Extrait à lire:
Charlotte Gainsbourg : Love etc.
L’actrice Charlotte Gainsbourg revient à sa passion pour la musique avec l’album 5:55, d’une beauté crépusculaire et lente. Elle y réunit une équipe parfaite, en commençant par Air.
La scène se passe dans le film Ma femme est une actrice. Charlotte Gainsbourg y rayonne, étincelle de charme, de discrétion. Elle scrute les rayons d’un magasin de disques. L’origine de sa passion musicale n’est pas difficile à trouver, avec son père Serge, le plus grand créateur de la chanson française, le plus adulé parmi les mélomanes branchés du monde entier. Et sa mère, la divine Jane Birkin, icône des écrans, chanteuse portée aux nues. Chanteuse, Jane? Pas vraiment. Comme sa fille Charlotte: des murmureuses. Elles ne chantent pas, elles susurrent tout en douceur, tout en volupté. Follement sexy.
On a rencontré Charlotte dans la suite d’un chic hôtel montréalais. Les journalistes la pressent de questions, elle répond de bonne grâce, simplement, même aux plus indiscrètes. Courageuse femme, répondre sans arrêt aux mêmes questions sur ses parents et son mari réalisateur de films. Mais ce qui importe vraiment pour elle, on le sent, c’est la qualité de son disque, 5:55, sorti il y a un mois en Europe et tout juste arrivé ici. Elle en parle comme d’un désir, presque charnel: "J’en avais vraiment envie. C’est vrai qu’Air m’a poussée, sinon j’aurais pu en discuter avec eux pendant des années avant de me lancer. Mais je n’ai eu besoin que d’un petit coup de pouce."

[Données issues d'une source]
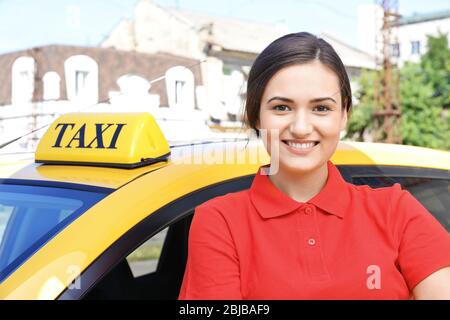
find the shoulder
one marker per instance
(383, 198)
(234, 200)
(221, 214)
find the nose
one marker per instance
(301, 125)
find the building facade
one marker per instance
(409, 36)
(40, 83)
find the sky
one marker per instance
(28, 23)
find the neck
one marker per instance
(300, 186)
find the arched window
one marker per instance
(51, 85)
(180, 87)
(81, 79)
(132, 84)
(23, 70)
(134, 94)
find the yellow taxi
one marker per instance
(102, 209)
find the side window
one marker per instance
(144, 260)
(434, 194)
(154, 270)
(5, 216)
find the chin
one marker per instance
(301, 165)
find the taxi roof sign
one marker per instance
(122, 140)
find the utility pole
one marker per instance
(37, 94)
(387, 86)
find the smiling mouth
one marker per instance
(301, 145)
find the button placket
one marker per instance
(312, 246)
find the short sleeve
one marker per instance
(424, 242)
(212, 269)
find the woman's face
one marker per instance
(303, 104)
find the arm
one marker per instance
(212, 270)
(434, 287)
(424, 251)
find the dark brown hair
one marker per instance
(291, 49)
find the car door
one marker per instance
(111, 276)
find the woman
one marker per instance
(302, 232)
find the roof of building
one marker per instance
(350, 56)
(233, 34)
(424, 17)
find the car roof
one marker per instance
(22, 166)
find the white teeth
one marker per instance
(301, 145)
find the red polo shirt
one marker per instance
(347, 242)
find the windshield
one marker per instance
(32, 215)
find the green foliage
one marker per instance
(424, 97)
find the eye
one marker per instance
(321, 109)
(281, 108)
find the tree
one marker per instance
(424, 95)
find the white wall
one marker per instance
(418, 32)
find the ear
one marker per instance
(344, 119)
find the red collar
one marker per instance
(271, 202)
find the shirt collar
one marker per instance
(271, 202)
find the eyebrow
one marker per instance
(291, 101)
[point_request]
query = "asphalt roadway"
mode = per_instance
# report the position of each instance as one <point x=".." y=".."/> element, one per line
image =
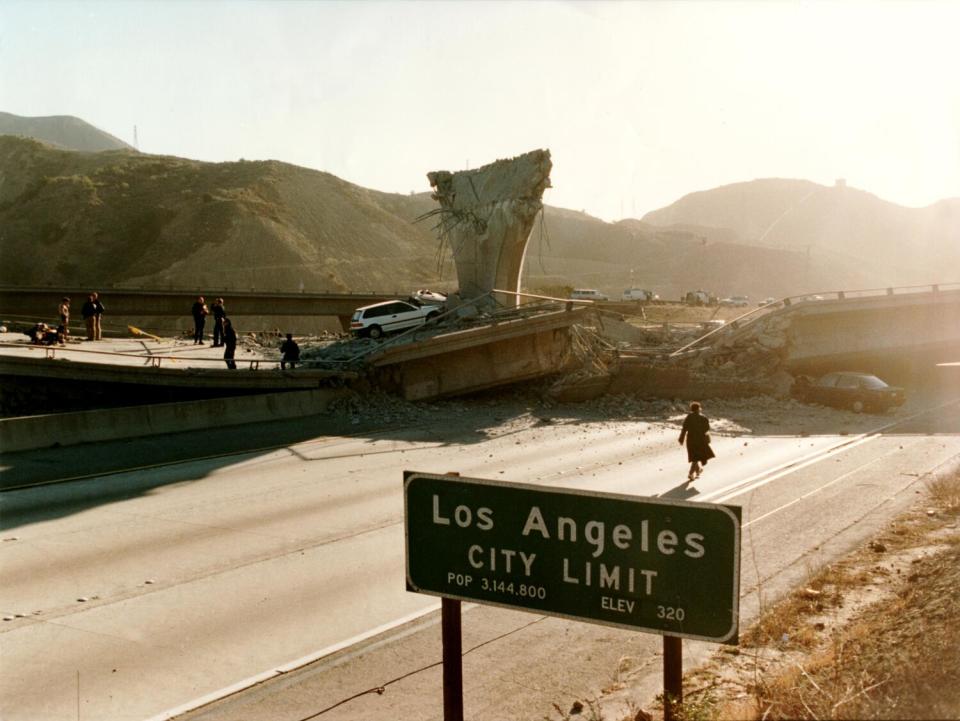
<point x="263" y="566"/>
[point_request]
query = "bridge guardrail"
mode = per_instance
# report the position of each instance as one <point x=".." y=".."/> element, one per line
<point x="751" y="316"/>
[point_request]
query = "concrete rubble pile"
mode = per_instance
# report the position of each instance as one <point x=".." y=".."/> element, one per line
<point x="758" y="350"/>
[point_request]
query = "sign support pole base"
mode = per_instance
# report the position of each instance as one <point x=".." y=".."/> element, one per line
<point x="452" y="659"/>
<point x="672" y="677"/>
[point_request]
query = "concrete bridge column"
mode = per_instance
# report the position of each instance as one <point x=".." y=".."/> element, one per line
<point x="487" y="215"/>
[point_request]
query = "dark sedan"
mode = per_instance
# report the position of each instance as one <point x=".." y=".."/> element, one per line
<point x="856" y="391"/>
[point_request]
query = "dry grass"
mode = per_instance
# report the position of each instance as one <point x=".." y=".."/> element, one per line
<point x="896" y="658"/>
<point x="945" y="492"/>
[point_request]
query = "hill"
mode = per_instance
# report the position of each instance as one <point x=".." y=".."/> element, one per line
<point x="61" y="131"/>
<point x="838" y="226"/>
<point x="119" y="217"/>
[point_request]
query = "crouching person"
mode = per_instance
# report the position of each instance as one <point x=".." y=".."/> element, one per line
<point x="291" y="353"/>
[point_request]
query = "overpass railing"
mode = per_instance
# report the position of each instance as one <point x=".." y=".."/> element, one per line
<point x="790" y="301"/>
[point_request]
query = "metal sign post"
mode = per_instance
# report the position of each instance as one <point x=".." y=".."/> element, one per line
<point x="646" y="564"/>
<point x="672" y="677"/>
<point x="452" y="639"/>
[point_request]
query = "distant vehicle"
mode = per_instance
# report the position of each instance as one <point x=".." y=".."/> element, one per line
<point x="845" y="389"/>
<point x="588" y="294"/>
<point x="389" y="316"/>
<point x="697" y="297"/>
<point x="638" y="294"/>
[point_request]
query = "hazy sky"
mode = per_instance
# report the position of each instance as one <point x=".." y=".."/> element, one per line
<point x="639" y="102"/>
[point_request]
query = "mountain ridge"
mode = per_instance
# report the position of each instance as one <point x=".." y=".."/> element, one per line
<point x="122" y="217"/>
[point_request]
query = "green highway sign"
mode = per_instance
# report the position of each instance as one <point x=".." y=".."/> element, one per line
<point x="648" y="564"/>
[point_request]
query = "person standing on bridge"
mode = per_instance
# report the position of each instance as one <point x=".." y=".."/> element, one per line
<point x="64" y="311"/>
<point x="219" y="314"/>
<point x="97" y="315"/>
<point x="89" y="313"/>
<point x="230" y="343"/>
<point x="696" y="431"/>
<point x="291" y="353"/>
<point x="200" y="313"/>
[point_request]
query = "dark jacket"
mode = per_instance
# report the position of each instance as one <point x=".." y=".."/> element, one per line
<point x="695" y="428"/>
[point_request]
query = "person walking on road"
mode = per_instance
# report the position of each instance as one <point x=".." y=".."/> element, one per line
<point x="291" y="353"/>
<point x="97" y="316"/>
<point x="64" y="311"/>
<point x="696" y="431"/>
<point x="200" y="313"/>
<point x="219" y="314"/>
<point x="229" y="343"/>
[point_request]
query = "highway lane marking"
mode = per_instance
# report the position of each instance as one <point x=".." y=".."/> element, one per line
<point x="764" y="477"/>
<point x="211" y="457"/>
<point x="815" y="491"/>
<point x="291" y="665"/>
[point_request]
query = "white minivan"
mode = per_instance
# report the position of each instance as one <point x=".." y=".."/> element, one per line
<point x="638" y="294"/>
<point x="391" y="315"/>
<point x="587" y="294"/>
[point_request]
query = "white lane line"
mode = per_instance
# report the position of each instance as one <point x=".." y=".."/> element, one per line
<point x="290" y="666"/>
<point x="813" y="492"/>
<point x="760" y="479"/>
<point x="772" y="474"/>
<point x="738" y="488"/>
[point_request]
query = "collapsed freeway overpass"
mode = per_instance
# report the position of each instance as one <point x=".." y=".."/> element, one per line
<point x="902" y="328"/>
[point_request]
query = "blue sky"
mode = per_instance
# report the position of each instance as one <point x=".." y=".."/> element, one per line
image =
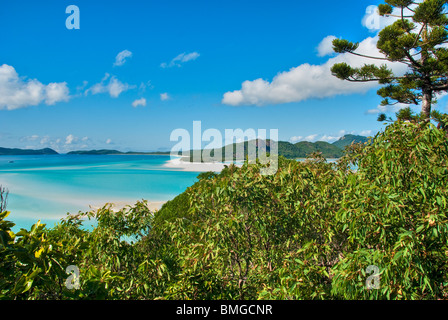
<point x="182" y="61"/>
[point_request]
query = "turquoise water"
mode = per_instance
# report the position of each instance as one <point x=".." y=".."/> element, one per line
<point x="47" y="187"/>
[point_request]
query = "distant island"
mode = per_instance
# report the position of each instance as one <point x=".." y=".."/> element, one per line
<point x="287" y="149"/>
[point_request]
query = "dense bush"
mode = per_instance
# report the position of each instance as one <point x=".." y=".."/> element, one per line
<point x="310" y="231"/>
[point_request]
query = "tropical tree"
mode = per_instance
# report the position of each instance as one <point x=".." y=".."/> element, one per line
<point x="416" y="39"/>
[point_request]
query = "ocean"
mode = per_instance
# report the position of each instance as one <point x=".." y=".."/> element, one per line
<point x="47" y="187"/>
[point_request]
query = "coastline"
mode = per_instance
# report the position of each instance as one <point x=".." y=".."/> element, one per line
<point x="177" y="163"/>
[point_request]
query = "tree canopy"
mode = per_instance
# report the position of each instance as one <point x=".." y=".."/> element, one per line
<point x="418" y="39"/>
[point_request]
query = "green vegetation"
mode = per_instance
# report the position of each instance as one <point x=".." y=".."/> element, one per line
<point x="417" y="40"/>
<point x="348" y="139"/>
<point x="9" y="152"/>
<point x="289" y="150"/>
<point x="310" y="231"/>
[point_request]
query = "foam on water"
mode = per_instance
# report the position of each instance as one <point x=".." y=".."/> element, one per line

Énoncé 1:
Pouvez-vous recopier à l'identique le passage de l'article sur Charlotte Gainsbourg qui va de « La scène se » jusqu'à « volupté. Follement sexy. » ?
Énoncé 2:
Dans l'article sur Charlotte Gainsbourg, qui l'a poussée à réaliser l'album 5:55 ?
Énoncé 3:
Résumez l'article sur Charlotte Gainsbourg en deux phrases.

Réponse 1:
La scène se passe dans le film Ma femme est une actrice. Charlotte Gainsbourg y rayonne, étincelle de charme, de discrétion. Elle scrute les rayons d’un magasin de disques. L’origine de sa passion musicale n’est pas difficile à trouver, avec son père Serge, le plus grand créateur de la chanson française, le plus adulé parmi les mélomanes branchés du monde entier. Et sa mère, la divine Jane Birkin, icône des écrans, chanteuse portée aux nues. Chanteuse, Jane? Pas vraiment. Comme sa fille Charlotte: des murmureuses. Elles ne chantent pas, elles susurrent tout en douceur, tout en volupté. Follement sexy.

Réponse 2:
Air.

Réponse 3:
L'actrice Charlotte Gainsbourg revient à la musique avec l'album 5:55, pour lequel elle réunit une équipe à commencer par Air, et sa passion musicale vient de ses parents, son père Serge et sa mère Jane Birkin. Rencontrée dans un hôtel de Montréal, elle répond de bonne grâce aux journalistes et raconte qu'Air l'a poussée à se lancer.